Every entry that follows should be output again, word for word.
# # #
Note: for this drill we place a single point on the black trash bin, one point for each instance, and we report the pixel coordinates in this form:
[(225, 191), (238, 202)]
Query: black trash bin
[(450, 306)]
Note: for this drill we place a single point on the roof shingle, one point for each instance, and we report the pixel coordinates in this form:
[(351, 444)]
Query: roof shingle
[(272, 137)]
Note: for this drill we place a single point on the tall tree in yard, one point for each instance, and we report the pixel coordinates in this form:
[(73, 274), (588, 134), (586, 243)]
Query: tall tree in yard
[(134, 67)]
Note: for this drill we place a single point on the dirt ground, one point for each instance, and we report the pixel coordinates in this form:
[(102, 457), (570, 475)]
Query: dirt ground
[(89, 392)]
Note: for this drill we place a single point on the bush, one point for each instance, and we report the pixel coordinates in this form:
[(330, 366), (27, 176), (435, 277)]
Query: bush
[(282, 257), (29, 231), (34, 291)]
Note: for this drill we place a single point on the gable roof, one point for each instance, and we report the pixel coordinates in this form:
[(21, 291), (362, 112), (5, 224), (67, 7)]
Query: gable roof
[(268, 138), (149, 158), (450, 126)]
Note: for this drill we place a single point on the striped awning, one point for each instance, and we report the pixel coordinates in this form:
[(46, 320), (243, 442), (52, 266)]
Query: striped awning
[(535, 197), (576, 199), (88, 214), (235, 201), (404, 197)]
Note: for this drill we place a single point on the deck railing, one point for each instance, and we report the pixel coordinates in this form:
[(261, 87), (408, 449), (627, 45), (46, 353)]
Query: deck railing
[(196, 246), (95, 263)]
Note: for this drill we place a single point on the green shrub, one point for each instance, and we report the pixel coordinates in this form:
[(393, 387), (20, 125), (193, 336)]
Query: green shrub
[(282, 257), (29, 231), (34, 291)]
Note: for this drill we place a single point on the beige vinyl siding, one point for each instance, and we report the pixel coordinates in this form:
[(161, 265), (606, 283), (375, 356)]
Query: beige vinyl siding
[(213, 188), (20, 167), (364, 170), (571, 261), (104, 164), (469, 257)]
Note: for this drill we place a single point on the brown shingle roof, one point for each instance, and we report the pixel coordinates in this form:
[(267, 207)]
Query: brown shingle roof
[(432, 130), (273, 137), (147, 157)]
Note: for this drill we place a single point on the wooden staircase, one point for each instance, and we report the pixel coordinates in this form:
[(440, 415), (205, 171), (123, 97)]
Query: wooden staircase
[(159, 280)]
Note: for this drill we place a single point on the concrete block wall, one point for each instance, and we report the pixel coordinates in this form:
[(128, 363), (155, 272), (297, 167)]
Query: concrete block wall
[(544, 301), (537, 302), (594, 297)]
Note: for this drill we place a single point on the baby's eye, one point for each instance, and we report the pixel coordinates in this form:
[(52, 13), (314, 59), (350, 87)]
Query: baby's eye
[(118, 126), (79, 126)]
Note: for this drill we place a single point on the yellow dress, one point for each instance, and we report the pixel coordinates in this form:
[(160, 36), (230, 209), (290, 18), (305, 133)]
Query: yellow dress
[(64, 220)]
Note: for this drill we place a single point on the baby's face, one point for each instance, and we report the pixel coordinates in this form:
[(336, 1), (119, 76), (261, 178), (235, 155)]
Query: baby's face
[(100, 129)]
# # #
Solution for this problem:
Note: for this drill we place a single point on the black trash bin, one point for each instance, and we report the pixel coordinates in this form:
[(225, 191), (238, 202)]
Query: black trash bin
[(450, 306)]
Note: for this drill we place a single point on the roof shingle, one point for each instance, and we report the pixel coordinates in this form:
[(351, 444)]
Query: roof shingle
[(272, 137)]
Note: for this drill we place a single point on the tall tree in yard, one point for each instance, and we report the pixel coordinates in this form:
[(73, 274), (588, 134), (586, 243)]
Query: tall tree in yard
[(134, 67)]
Note: for this drill we place a single point on the dirt ground, one point for each instance, and we report the pixel coordinates in this form:
[(102, 457), (570, 475)]
Query: dirt ground
[(89, 392)]
Note: for this drill we place a single point on the bush, one point for each instance, and we report the pixel coordinates in this form:
[(330, 366), (27, 176), (435, 277)]
Query: bush
[(282, 257), (29, 231), (34, 291)]
Note: for this drill we place a single point on the gable roof, one point for each instance, and we report the pixel coordinates in this form:
[(21, 291), (362, 112), (5, 224), (67, 7)]
Query: gable roof
[(268, 138), (149, 158), (450, 126)]
Note: for this drill we place a single point on the striped awning, one point for each instance, and we report the pixel coordinates in this form:
[(46, 320), (243, 442), (52, 266)]
Query: striped awning
[(535, 197), (576, 199), (88, 214), (235, 201), (404, 197)]
Note: for this drill we place a single point on the deck railing, one point for each instance, and we report the pixel coordinates in this form:
[(261, 87), (408, 449), (627, 45), (46, 353)]
Query: deck railing
[(196, 246), (95, 263)]
Note: for this drill we place a single point on the green shrub, one point for each instance, and we report the pixel coordinates in this form:
[(393, 387), (20, 125), (193, 336)]
Query: green shrub
[(282, 257), (29, 231), (34, 291)]
Note: for this drill we place a single point on the beige vinyl siding, one point for each instance, and we report the pixel coordinates in this form:
[(161, 265), (606, 283), (375, 356)]
Query: beige vinyl siding
[(213, 188), (20, 167), (364, 170), (571, 261), (104, 164), (469, 257)]
Note: for this drill we place a single point on the brown shingle roof, one point for each instance, and we report the pixel coordinates in this form:
[(267, 207)]
Query: brown shingle roof
[(432, 130), (273, 137), (147, 157)]
Note: for this drill we place a single point on the wooden staircase, one point for each instance, and we report the pixel coordinates in this form:
[(440, 415), (205, 171), (123, 97)]
Query: wooden staircase
[(159, 280)]
Note: for this drill we place a single point on the concrete block wall, one point for each instance, and we report the pixel coordinates in this form:
[(128, 363), (155, 272), (297, 167)]
Query: concrete block wall
[(544, 301), (537, 302), (594, 297)]
Note: for this drill we place a single point on the baby's eye, one point for each instance, and we report the pixel coordinates in this form:
[(52, 13), (314, 59), (350, 87)]
Query: baby's eye
[(118, 126), (79, 126)]
Note: for this drill we place a single point on the yellow dress, one point for each instance, and we report the pixel coordinates in this form:
[(160, 36), (230, 209), (290, 18), (305, 133)]
Query: yellow dress
[(64, 220)]
Note: for this drill we place a single point on the baby's face, one point for each instance, and we report the pixel coordinates in this form:
[(336, 1), (119, 76), (261, 178), (235, 155)]
Query: baby's face
[(100, 129)]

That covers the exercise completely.